[…] El hombre se hizo verdaderamente amo de las abejas, amo furtivo e ignorado, que todo lo dirige sin dar órdenes y es obedecido pese a ser ignorado. El hombre sustituye el ciclo de las estaciones. Repara las injusticias del año. Reúne las repúblicas enemigas. Iguala las riquezas. Aumenta o restringe los nacimientos. Regula la fecundidad de la reina. La destrona y la reemplaza después de un consentimiento difícil que su habilidad obtiene mediante la fuerza de un pueblo que se azoraría ante la sospecha de una intervención inconcebible. Infringe pacíficamente, cuando lo juzga útil, el secreto de las cámaras sagradas y la política astuta y previsora del gineceo real. Quita cinco o seis veces seguidas el fruto de su trabajo a las hermanas de ese laborioso convento infatigable, sin lastimarlas, sin desalentarlas y sin empobrecerlas. Llena los depósitos y graneros de sus moradas con la cosecha de flores que la primavera esparce, con descuidada precipitación, por las laderas de las colinas. Las obliga a reducir el número fastuoso de los amantes que esperan el nacimiento de las princesas. En una palabra: hace lo que quiere y obtiene de ellas lo que desea, a condición de que no pida nada contrario a sus virtudes ni a sus leyes, porque a través de la voluntad del inesperado dios que se ha hecho dueño de ellas –demasiado vasto para ser identificado y demasiado ajeno para que lo comprendan-, las abejas van más lejos de lo que pretende ese mismo dios, y no piensan sino en cumplir, con una inquebrantable abnegación, el deber misterioso de su raza.
(Sobre Lafontaine)… porque había observado, mucho antes de las experiencias de sir John Lubbock, que el azul es el color preferido de las abejas. Había instalado el colmenar contra la pared blanqueada de la casa, en el ángulo que formaba una de esas sabrosas y frescas cocinas holandesas, con sus anaqueles de loza, donde resplandecían los estaños y los cobres, que, por la puerta abierta, se reflejaban en un tranquilo canal. Y el agua, cargada de imágenes familiares, bajo un toldo de álamos, guiaba la vista hasta el reposo de un horizonte de molinos y praderas.

# # # # # # #

_Tareas y ejercicios_:
A. ¿Qué color prefieren las abejas, según el texto sobre las abejas?
B. Escribe la continuación del texto sobre las abejas a partir de su última oración.
El listado procede de una fuente distinta.

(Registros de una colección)
# # # # # # #

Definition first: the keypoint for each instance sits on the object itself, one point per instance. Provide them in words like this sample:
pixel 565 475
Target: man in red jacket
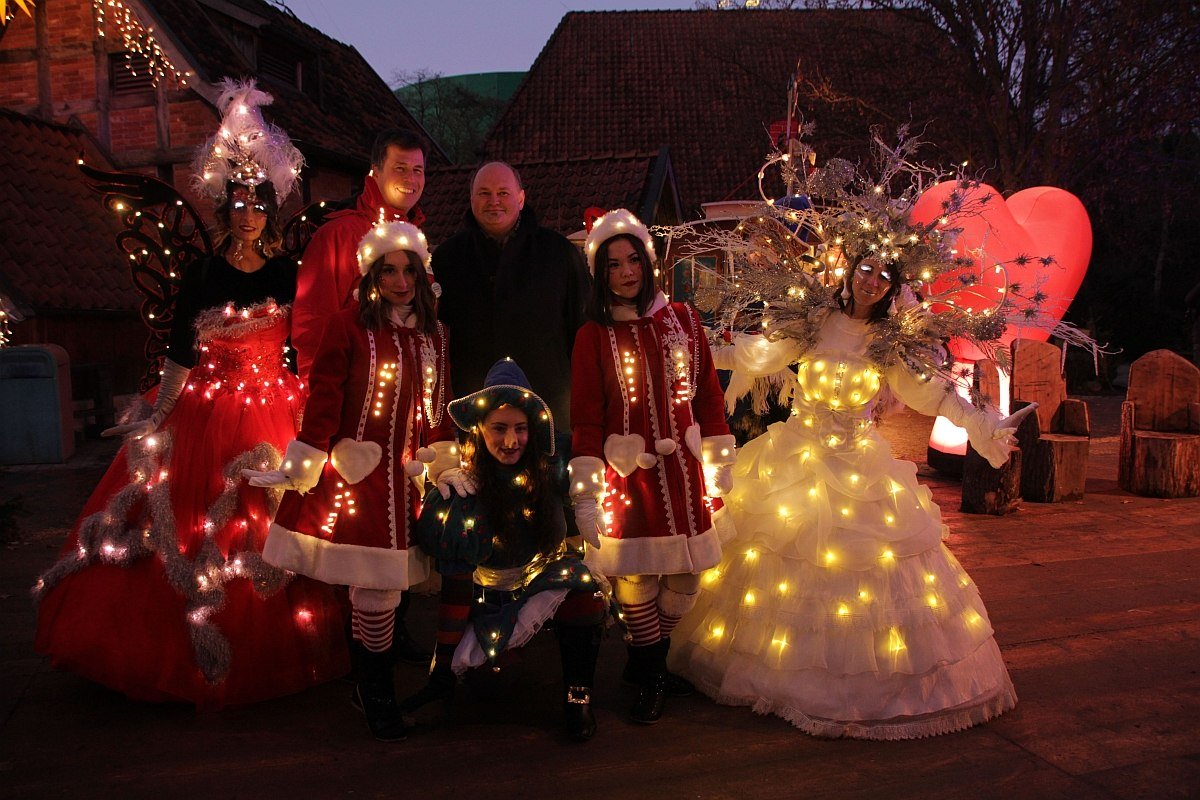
pixel 329 270
pixel 329 274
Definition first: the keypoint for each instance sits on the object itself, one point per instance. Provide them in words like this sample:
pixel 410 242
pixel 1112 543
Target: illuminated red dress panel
pixel 641 388
pixel 161 591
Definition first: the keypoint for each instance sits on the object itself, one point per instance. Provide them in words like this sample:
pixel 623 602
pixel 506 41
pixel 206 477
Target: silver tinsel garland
pixel 117 536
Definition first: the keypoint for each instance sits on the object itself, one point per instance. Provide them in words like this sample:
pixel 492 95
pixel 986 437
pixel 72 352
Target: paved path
pixel 1096 607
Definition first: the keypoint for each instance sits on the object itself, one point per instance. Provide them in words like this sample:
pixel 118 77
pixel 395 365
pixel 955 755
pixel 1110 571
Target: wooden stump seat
pixel 1161 428
pixel 1055 438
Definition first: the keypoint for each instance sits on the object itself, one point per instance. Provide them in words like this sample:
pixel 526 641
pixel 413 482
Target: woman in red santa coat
pixel 648 422
pixel 375 417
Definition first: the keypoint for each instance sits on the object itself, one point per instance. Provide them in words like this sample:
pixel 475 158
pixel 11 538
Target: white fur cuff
pixel 587 476
pixel 355 459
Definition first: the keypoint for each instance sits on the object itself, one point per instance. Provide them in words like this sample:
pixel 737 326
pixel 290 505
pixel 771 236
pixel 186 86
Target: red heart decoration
pixel 1036 223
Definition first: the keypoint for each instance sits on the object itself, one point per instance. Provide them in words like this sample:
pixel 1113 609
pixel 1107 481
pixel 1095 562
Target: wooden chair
pixel 1161 428
pixel 987 489
pixel 1055 438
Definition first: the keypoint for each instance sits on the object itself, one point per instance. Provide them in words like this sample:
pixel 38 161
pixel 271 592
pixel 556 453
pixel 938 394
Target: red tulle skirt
pixel 161 591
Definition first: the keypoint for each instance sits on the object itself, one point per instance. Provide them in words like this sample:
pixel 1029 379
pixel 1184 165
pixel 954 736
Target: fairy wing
pixel 162 235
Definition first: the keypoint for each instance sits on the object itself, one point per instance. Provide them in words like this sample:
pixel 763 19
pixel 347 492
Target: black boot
pixel 652 693
pixel 580 648
pixel 375 692
pixel 677 685
pixel 405 648
pixel 439 687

# # # # # # #

_Respuestas numeradas_:
A. El azul.

B.
En aquel punto, como dondequiera que se coloquen, las colmenas habían dado a las flores, al silencio, la dulzura del aire, a los rayos del sol, una significación nueva. Allí se alcanzaba, en cierto modo, la alegre meta del estío. Allí se hallaban, en la brillante encrucijada donde convergen y parten las aéreas rutas que recorren desde el alba hasta el crepúsculo los atareados y sonoros enjambres, todos los perfumes de la campiña. Allí se iba a escuchar el alma feliz y visible, la voz inteligente y musical, el alegre crepitar de las horas más bellas del jardín. Allí se iba a aprender, en la escuela de las abejas, los designios de la Naturaleza omnipotente, las luminosas relaciones de los tres reinos, la organización inagotable de la vida, la moral del trabajo duro y desinteresado, y lo que vale tanto como la moral del trabajo: las heroicas obreras enseñaban también allí a gozar del sabor algo vago del ocio, subrayando, por así decirlo, con los trazos de fuego de sus mil pequeñas alas, las delicias casi imperceptibles de esos inmaculados días que giran sobre sí mismos en el espacio, sin traernos nada más que un mundo transparente, vacío de recuerdos, como una dicha demasiado pura.
[…] Esos pobres seres tiritan en las tinieblas; se ahogan en medio de una multitud como paralizada; parecen prisioneras enfermas o reinas destronadas que no tuvieron más que un segundo de esplendor entre las iluminadas flores del jardín, para regresar en seguida a la vergonzosa miseria de su triste morada atestada.
Sucede con ellas lo que con todas las realidades complejas: hay que aprender a observarlas. Un habitante de otro planeta que viese a los hombres ir y venir casi insensiblemente por las calles; aglomerarse en torno a ciertos edificios o en ciertas plazas; esperar no se sabe qué, sin movimiento aparente, en el fondo de sus moradas, deduciría también que son inertes y miserables. Sólo a la larga se distingue la múltiple actividad de esa inercia.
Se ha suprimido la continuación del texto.